Some time ago, the good Rabbi Schlissel wrote a post about Mary, the so-called “Queen of Heaven”. In so doing, he rightly commented that devotion to Mary among Roman Catholics nears adding a fourth person to the Trinity. Of course, Catholics on the Internet roundly condemned such a position but sadly they never really dealt with the substance behind his claim. I don’t think Pastor Schlissel meant that Catholics literally are adding a fourth person to the Trinity but that many among them treat Mary as if she was divine.
Added to the criticisms provided by Catholics was also some severe criticism of Protestant worship in return and that’s really the focus of what I’d like to outline in this post.
Dave Hodges wrote the following about Protestant worship and I address it because it’s just so much of an oversimplification and inaccurate portrayal of worship by evangelical or Protestant Christians. In fact, it’s downright demeaning–his words echo a perspective that feels almost racist in its caricature of the truth of the matter. He writes:
Something here ought to be said about the Protestant’s understanding of worship. A Protestant accuses a Catholic of idolatry because we honour Mary in the same way that they honour God. Why is this? It is because for the Protestant, his highest form of worship involves sitting on his posterior for two hours whilst a man takes centre stage, and talks about his views of the Bible for seventy-five minutes, followed by a song or two and maybe the passing of a collection plate. And that is it. The Protestant will have no problem telling you that he has no altar, no sacrifice, no incense, no nothing. Just a long time of listening to a man in a business suit talk about his opinions. And that is their highest form of worship.

* SOURCE MATERIAL
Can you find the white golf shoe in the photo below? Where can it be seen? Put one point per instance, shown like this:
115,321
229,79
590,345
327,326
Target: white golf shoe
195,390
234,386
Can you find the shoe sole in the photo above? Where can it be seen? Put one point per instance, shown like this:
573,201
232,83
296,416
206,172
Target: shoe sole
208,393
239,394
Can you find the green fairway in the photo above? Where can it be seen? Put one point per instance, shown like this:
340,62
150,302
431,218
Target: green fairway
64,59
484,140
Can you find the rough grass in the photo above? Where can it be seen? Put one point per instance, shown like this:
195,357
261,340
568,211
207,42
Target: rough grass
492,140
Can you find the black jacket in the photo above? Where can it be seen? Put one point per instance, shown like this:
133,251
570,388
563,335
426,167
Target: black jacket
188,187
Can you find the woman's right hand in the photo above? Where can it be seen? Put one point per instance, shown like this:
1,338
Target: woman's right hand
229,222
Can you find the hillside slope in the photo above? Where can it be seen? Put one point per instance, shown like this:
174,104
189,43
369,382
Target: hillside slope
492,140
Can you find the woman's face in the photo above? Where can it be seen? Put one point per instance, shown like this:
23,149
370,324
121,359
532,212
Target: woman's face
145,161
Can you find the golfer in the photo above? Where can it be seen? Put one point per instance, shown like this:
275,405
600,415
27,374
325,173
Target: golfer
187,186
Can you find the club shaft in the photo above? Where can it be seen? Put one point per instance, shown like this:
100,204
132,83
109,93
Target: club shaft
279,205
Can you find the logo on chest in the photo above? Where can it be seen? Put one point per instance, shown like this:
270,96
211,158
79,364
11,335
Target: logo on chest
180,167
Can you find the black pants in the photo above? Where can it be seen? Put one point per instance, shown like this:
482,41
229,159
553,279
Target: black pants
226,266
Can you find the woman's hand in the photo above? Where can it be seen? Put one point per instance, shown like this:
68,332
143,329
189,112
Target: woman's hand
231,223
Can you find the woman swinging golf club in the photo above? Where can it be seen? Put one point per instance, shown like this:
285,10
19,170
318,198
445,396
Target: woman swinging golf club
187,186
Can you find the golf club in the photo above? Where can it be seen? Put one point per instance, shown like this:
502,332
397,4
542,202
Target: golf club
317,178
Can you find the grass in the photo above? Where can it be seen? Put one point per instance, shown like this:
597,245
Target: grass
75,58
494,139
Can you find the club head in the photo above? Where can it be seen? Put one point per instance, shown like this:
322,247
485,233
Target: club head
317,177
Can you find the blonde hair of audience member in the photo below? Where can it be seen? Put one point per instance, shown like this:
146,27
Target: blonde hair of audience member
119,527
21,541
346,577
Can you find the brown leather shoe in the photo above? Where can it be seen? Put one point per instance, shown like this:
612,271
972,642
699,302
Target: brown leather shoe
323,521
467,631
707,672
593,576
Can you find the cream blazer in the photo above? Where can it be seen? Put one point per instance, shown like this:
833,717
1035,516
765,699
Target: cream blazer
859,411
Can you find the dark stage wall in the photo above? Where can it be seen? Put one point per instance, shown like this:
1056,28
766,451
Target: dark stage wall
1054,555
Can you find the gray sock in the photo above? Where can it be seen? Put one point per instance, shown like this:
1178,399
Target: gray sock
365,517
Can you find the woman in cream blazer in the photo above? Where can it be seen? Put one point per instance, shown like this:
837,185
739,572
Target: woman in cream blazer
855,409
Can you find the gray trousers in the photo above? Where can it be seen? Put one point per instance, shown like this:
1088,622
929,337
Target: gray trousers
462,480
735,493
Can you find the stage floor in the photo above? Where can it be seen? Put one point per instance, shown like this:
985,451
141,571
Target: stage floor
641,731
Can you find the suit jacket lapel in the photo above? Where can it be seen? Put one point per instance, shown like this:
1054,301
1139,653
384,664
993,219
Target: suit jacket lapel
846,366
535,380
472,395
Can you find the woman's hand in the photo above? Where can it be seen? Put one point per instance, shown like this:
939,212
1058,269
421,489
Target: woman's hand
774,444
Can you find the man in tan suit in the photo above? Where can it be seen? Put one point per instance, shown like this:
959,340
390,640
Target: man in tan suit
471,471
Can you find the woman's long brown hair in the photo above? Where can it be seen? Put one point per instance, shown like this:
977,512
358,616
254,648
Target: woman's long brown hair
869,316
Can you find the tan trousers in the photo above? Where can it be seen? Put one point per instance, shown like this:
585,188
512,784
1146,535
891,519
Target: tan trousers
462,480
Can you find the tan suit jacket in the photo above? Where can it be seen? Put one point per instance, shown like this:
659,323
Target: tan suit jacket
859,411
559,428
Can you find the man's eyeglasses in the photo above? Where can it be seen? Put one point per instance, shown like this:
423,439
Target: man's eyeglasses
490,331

* WORK TO DO
A – Based on the post on Protestant worship, decide whether each statement below agrees with it. For each, answer yes or no and quote the words from the post that settle it.
(i) The post holds that Pastor Schlissel meant Catholics literally add a fourth person to the Trinity.
(ii) Dave Hodges describes a man talking about his views of the Bible for seventy-five minutes.
(iii) According to Dave Hodges, Protestants will say they have an altar but no incense.
B – Rewrite the entries from the line containing "Can you find the man in" through the end of the entries, with both ends included and the requests kept. Multiply every coordinate in the answers by 1.9 and round to whole numbers, with halves rounded up.

* SOLUTIONS TO THE PROBLEMS
A –
(i) No: "I don’t think Pastor Schlissel meant that Catholics literally are adding a fourth person to the Trinity"
(ii) Yes: "talks about his views of the Bible for seventy-five minutes"
(iii) No: "he has no altar, no sacrifice, no incense, no nothing"

B –
Can you find the man in tan suit in the photo above? Where can it be seen? Put one point per instance, shown like this:
959,340
390,640
Target: man in tan suit
895,895
Can you find the woman's long brown hair in the photo above? Where can it be seen? Put one point per instance, shown like this:
977,512
358,616
254,648
Target: woman's long brown hair
1651,600
Can you find the tan trousers in the photo above? Where can it be seen? Put one point per instance, shown like this:
585,188
512,784
1146,535
891,519
Target: tan trousers
878,912
Can you find the tan suit jacket in the photo above? Where can it be seen? Put one point per instance, shown like this:
659,323
Target: tan suit jacket
1632,781
1062,813
Can you find the man's eyeglasses in the photo above? Where can it be seen? Put one point per instance, shown like this:
423,439
Target: man's eyeglasses
931,629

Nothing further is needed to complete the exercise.